Tasks to perform:
1 – In the forum thread about the Aurora Fokker kit, what price did sprayray say the "a" plastics line would charge for the old kits it planned to release?
2 – Revise the entries, starting at the line that has "batch is closed" and ending after the line that has "[325,79,671,530]": replace "closed eye" with "shut eye" and keep everything else the same. Return only those lines.

Document text:
--- Begin ---

My good buddy Chris sent me one (2007 Aurora Fokker) right out of the blue...


...and I don't think they were ever officialy released...
Mcdee


----------



## tr7nut (Apr 18, 1999)

*What's the story??*

Thanks McD!
Anyone know the scoop on this, Chris? 

Thanks!
Cliff


----------



## docplastic (May 10, 2003)

*Black Tripe*

McDee,
Does you kit have decals? Instruction sheet? Any extra resin parts?


----------



## MonsterModelMan (Dec 20, 2000)

Now you've done it McDee...opened up that can o' worms real big!

Chris...where in the world did you get the tri-plane from?
Any left?

Thanks!

MMM


----------



## sprayray (May 13, 2009)

Yes let us know i tried contacting the "a" plastics line they going to be releasing alot of the old kits for $29.99 but no response phone is disconnected check out the site . scroll down and there it is . 

Robert

http://www.auroraplasticscorp.com/announcements.html


----------



## the Dabbler (Feb 17, 2005)

Oh Oh, now you've done it !!!  You've opened up a can of worms...AGAIN !! The "A" company is/was a sham! Here goes the debate.


----------



## Zathros (Dec 21, 2000)

mcdougall said:


> My good buddy Chris sent me one (2007 Aurora Fokker) right out of the blue...
> 
> 
> ...and I don't think they were ever officialy released...

--- End ---

Records shown:
--- Begin ---

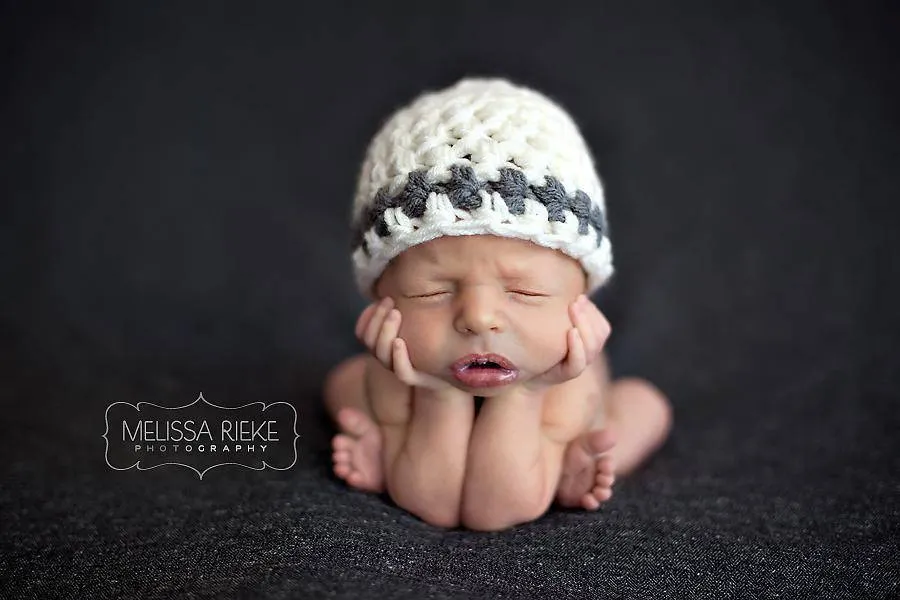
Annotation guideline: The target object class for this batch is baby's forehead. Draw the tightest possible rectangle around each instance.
[393,235,580,275]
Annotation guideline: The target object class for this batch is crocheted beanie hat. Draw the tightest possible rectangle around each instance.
[353,78,613,297]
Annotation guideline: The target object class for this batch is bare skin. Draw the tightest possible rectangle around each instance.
[325,236,671,530]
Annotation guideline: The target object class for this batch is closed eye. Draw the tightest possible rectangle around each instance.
[510,290,547,298]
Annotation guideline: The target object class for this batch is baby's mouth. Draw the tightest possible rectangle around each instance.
[450,354,519,388]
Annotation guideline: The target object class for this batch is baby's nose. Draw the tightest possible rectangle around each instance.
[456,289,504,335]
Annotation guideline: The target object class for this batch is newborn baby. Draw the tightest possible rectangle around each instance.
[325,79,671,530]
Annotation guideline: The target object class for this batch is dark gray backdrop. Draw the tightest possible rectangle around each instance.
[0,2,900,598]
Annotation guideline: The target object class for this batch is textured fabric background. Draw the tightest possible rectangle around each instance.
[0,2,900,598]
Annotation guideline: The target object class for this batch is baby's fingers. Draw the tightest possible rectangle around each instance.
[353,302,378,341]
[573,296,600,362]
[391,338,416,385]
[562,329,587,379]
[363,297,394,352]
[375,309,400,369]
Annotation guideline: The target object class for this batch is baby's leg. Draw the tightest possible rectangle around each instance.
[461,389,565,531]
[325,354,384,492]
[556,354,671,510]
[598,377,672,475]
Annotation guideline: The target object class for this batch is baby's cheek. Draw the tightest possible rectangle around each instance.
[398,316,441,370]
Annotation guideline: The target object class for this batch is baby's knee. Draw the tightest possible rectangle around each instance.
[460,494,552,531]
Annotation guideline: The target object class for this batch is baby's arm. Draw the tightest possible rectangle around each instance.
[361,299,475,527]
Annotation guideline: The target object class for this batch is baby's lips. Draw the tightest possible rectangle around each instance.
[450,354,518,373]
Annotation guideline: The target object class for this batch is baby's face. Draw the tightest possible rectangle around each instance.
[375,235,587,396]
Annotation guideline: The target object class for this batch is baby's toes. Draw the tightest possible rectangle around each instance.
[595,456,615,475]
[581,493,600,510]
[331,433,356,452]
[594,471,616,488]
[591,486,612,506]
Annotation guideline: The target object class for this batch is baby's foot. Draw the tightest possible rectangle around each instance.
[556,429,615,510]
[331,408,384,492]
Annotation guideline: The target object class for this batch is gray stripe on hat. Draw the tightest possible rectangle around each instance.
[353,165,607,254]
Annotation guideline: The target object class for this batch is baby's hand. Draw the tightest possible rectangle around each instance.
[356,296,452,391]
[523,294,610,391]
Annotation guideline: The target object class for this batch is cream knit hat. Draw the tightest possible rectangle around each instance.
[353,78,613,297]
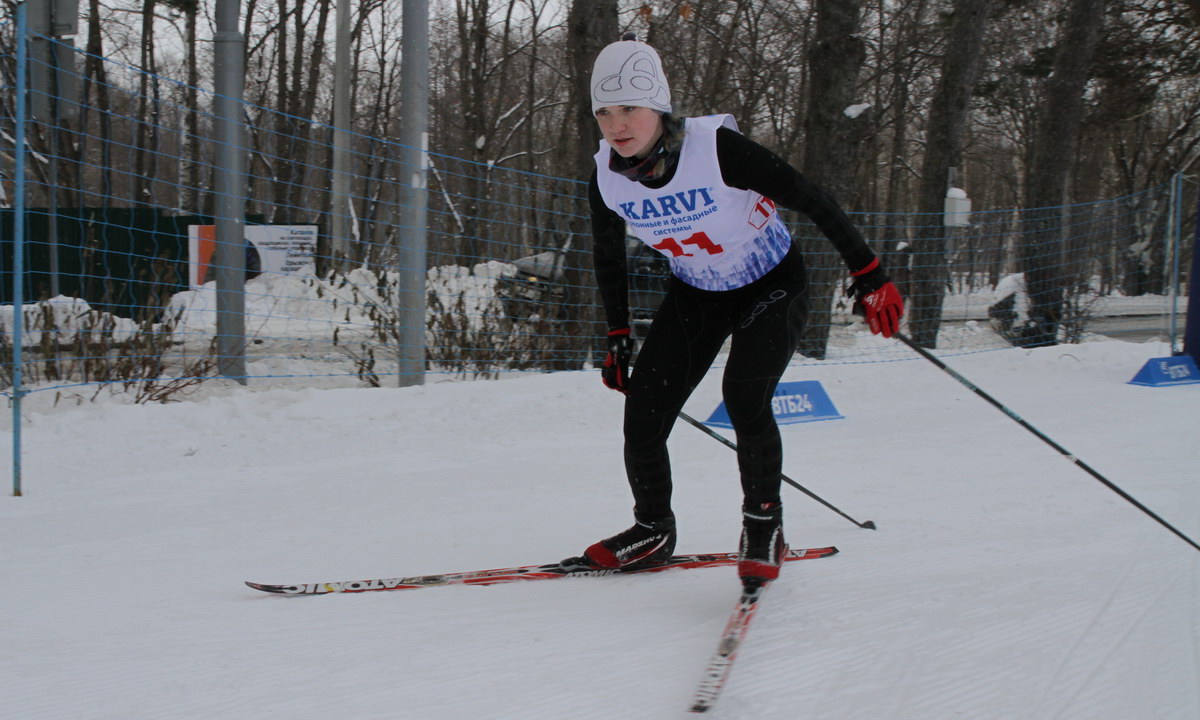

--- End ---

Answers per task:
1 – $29.99

2 –
Annotation guideline: The target object class for this batch is shut eye. Draw the tightest possible rectangle around each instance.
[510,290,547,298]
Annotation guideline: The target object class for this batch is baby's mouth. Draw the tightest possible rectangle around each instance.
[450,354,519,388]
Annotation guideline: The target object class for this batch is baby's nose. Draw the tightest possible rectangle around each instance.
[456,289,504,335]
Annotation guideline: The target object class for this batch is newborn baby. Draw the tightest possible rectangle around each instance.
[325,79,671,530]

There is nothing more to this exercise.